### Document segment
##############################

WASHINGTON — Thomaston High School girls basketball defeated Housatonic Valley Regional High School (HVRHS) 53-25 in the Berkshire League tournament semifinals Tuesday, Feb. 20.
The defending champion Golden Bears advanced to the championship for a rematch of last year’s title game against Northwestern, which defeated Gilbert 61-44 in the semifinal match prior to the HVRHS/Thomaston game.
The Mountaineers entered the second round of the tournament coming off an electric win in the quarterfinals against Nonnewaug. The momentum did not carry over, however, and HVRHS wrapped up conference play on a tough loss to a strong team.
Round two of the Berkshire League playoff was played on neutral ground at Shepaug Valley High School in Washington. Supporters from both sides made the trip to cheer on their teams.
Thomaston set the tone of the game early. Unshakeable defense from the Golden Bears forced repeated turnovers and fueled a dominant performance in the first quarter.
Trouble for HVRHS persisted into the second quarter. Thomaston’s possession control and ability to find open shots caused the lead to grow to 37-6 by halftime.

##############################

### Instructions for the task
Summarize the basketball article in two sentences. The items come from a source unrelated to the basketball article.

##############################

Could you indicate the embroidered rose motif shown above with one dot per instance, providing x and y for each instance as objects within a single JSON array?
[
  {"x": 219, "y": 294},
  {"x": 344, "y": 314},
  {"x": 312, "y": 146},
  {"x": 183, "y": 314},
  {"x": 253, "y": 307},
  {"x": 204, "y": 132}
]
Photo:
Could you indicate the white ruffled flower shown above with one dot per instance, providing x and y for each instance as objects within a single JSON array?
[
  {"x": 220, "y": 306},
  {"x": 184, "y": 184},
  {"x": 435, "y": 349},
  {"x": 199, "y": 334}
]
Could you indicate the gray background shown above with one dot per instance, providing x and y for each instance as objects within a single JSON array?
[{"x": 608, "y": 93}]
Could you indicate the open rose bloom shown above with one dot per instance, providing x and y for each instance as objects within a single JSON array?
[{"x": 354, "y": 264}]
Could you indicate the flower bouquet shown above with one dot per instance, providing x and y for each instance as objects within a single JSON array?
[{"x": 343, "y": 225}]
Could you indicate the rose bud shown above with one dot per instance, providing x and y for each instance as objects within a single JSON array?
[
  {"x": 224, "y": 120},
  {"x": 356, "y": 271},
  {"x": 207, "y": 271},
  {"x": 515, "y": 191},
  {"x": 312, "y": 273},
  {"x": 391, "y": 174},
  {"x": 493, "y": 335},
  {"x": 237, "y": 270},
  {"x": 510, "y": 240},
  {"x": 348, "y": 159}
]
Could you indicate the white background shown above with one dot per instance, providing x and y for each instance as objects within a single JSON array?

##############################

### The completed task
Thomaston High School girls basketball beat Housatonic Valley Regional High School 53-25 in the Berkshire League tournament semifinals on Tuesday, Feb. 20, at Shepaug Valley High School in Washington, earning a championship rematch with Northwestern. Thomaston's defense forced repeated turnovers from the start, and the Golden Bears built a 37-6 lead by halftime.